**Texte**
Il est des catalogues qui se doivent d’être sur les rayons d’une bibliothèque – voire la table basse – d’un salon. Non pas pour épater la galerie mais parce qu’ils sont le reflet (et ce qui reste) des expositions qui ont marqué leur temps. Une manière aussi de dire « j’y étais » avec autant d’orgueil que celui qui peut se targuer d’avoir visiter la grande rétrospective Picasso en 1966 au Grand Palais ! Si le catalogue édité à l’occasion de l’exposition de la collection Chtchoukine à la Fondation Louis Vuitton est depuis longtemps épuisé (du moins dans sa version originale reliée en grand format et réédité depuis en format broché et plus petit), son pendant, le catalogue qui accompagne, dans les mêmes lieux, l’exposition de la collection Morozov est, d’évidence à se procurer.

**Données de l'exercice**
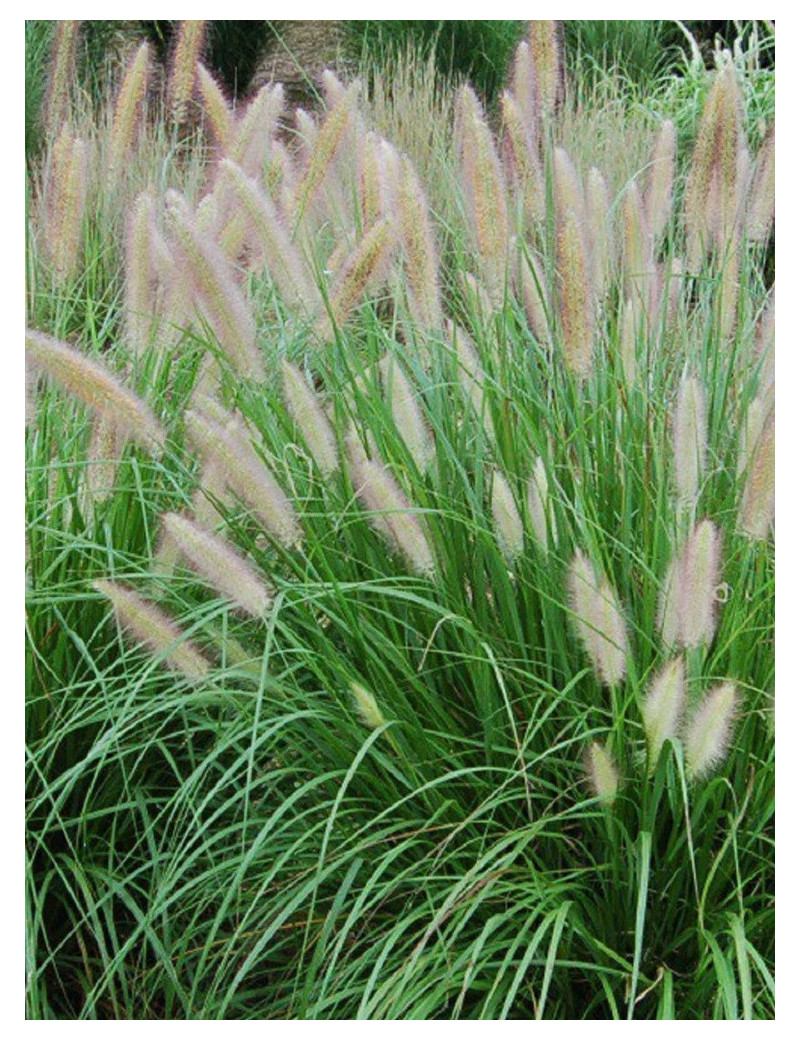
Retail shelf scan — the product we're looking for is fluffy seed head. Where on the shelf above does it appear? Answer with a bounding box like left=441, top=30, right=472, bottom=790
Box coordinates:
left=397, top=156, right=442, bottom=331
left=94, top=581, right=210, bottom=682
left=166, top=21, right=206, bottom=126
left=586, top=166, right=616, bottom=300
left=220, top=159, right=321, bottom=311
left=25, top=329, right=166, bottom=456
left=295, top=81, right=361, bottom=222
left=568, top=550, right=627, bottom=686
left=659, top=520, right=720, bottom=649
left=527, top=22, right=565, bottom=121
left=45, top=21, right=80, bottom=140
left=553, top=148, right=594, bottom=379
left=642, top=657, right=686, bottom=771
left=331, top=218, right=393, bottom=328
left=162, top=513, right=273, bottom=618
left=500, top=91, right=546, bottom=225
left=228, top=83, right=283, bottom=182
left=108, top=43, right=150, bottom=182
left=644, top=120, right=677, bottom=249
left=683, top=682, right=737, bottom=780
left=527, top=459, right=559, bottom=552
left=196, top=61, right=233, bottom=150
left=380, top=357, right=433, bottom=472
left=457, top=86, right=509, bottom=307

---

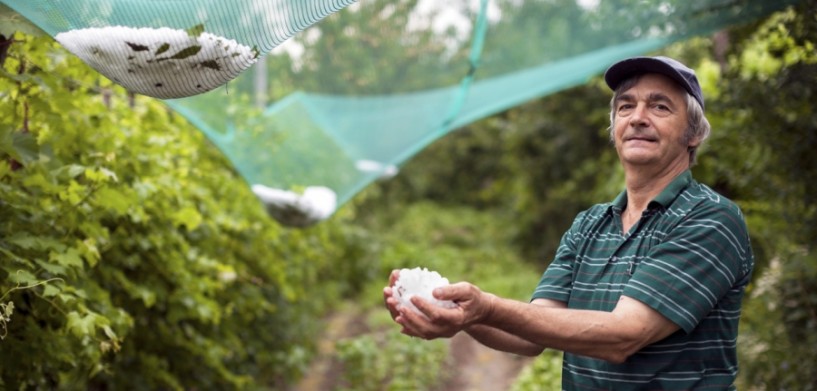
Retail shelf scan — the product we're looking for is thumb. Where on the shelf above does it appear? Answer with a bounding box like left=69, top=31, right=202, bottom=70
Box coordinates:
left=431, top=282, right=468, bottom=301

...

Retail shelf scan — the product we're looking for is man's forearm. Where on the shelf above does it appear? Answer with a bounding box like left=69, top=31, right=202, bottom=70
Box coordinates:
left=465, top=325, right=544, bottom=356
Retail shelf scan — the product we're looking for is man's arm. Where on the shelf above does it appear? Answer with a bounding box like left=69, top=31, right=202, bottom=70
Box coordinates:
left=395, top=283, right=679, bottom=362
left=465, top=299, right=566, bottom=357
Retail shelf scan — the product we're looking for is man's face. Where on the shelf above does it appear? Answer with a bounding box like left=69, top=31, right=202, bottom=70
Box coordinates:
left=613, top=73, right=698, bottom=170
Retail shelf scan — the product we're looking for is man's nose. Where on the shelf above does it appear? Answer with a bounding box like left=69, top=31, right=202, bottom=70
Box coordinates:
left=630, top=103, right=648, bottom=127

**Consigne 1**
Redonnez mot pour mot le passage du texte sur les catalogues d'exposition qui commence par « Il est des catalogues » et se poursuit jusqu'à « à se procurer. ».
**Consigne 2**
Mettez sous forme de liste numérotée, sans les lignes vides, les lignes des enregistrements qui commencent à la ligne contenant « is man's forearm. » et vont jusqu'à la ligne contenant « left=465, top=299, right=566, bottom=357 », s'il vous plaît.
Le texte et les enregistrements sont sans rapport l'un avec l'autre.

**Corrigé 1**
Il est des catalogues qui se doivent d’être sur les rayons d’une bibliothèque – voire la table basse – d’un salon. Non pas pour épater la galerie mais parce qu’ils sont le reflet (et ce qui reste) des expositions qui ont marqué leur temps. Une manière aussi de dire « j’y étais » avec autant d’orgueil que celui qui peut se targuer d’avoir visiter la grande rétrospective Picasso en 1966 au Grand Palais ! Si le catalogue édité à l’occasion de l’exposition de la collection Chtchoukine à la Fondation Louis Vuitton est depuis longtemps épuisé (du moins dans sa version originale reliée en grand format et réédité depuis en format broché et plus petit), son pendant, le catalogue qui accompagne, dans les mêmes lieux, l’exposition de la collection Morozov est, d’évidence à se procurer.

**Corrigé 2**
1. Retail shelf scan — the product we're looking for is man's forearm. Where on the shelf above does it appear? Answer with a bounding box like left=69, top=31, right=202, bottom=70
2. Box coordinates:
3. left=465, top=325, right=544, bottom=356
4. Retail shelf scan — the product we're looking for is man's arm. Where on the shelf above does it appear? Answer with a bounding box like left=69, top=31, right=202, bottom=70
5. Box coordinates:
6. left=395, top=283, right=679, bottom=362
7. left=465, top=299, right=566, bottom=357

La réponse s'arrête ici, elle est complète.